La fiebre del biodiésel es comparable a la fiebre del oro de antaño: es tal el ansia de producir este combustible que en países como México, el precio del maíz se incrementa día por día por el encarecimiento del cereal por culpa de empresarios norteamericanos que ya lo pagan a buen precio para estos fines. Y es que ya le han debido de ver la parte buena, el sacar beneficio a costa de un combustible que cuesta relativamente poco producirlo. De ahí a que se convierta en el motor que mueve el mundo, como le pasa al petróleo, hay un paso. Y si no, al tiempo.
El caso es que el biodiésel se puede sacar casi de cualquier materia orgánica: grasas animales, vegetales, algas. Vamos, que no hay animal o planta que se salve. De aquí a unos años, me lo estoy viendo: “¿desea enterrar a su marido, incinerarlo o bien donarlo para biodiésel?”. Bien, bromas aparte, la imaginación al poder. Y sin ir más lejos, Anfaco-Cecopesca, un centro tecnológico pesquero gallego se propone extraer el biocombustible de los “efluentes de la industria conservera de productos marinos”. Es decir, en cristiano, del sobrante del pescado. Diego Paz, responsable de este centro dice que “en determinadas etapas de los procesos productivos se generan efluentes con alto contenido graso procedente de las materias primas o de los líquidos de cobertura que se introducen en los productos en conserva”. Que aquí ya no se tira nada, vamos. Del pescado, igual que el cerdo, vamos a aprovechar hasta los andares. Sin entrar en detalles demasiado escabrosos, tan sólo habría que separar estas grasas del agua y la materia sólida, y voilà! ya tenemos un principio de biodiésel.
La norma europea obliga a que en 2010 el 6% de los vehículos de la Unión puedan circular con este combustible. ¿Llegaremos?

Registros de datos guardados
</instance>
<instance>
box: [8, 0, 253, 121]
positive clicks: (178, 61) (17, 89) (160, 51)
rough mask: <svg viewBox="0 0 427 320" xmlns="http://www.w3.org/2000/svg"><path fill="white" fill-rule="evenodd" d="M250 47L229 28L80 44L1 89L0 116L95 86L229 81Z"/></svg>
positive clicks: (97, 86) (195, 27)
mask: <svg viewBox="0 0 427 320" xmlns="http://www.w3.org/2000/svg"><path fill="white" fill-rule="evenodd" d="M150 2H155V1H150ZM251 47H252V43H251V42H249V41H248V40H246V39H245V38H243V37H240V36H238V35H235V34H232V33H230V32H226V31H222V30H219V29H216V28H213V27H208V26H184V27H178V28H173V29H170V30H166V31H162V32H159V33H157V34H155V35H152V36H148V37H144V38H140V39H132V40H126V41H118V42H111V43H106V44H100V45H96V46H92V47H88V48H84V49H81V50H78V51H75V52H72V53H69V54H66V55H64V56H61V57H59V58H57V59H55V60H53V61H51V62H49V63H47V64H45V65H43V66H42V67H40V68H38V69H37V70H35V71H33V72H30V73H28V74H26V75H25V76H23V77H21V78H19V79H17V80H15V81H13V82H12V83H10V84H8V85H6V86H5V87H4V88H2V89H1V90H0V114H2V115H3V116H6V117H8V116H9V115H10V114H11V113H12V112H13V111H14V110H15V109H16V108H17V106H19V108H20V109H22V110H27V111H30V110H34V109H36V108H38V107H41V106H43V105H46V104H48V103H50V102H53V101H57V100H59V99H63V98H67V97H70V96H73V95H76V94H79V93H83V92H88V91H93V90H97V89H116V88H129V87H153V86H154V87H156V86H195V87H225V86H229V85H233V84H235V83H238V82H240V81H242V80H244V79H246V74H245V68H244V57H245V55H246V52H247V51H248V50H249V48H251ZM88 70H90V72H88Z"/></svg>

■ LO QUE SE PIDE: Repite literalmente, por favor, el fragmento del texto sobre el biodiésel que empieza en las palabras "La fiebre del biodiésel" y termina después de "no, al tiempo.".

■ SOLUCIÓN:
La fiebre del biodiésel es comparable a la fiebre del oro de antaño: es tal el ansia de producir este combustible que en países como México, el precio del maíz se incrementa día por día por el encarecimiento del cereal por culpa de empresarios norteamericanos que ya lo pagan a buen precio para estos fines. Y es que ya le han debido de ver la parte buena, el sacar beneficio a costa de un combustible que cuesta relativamente poco producirlo. De ahí a que se convierta en el motor que mueve el mundo, como le pasa al petróleo, hay un paso. Y si no, al tiempo.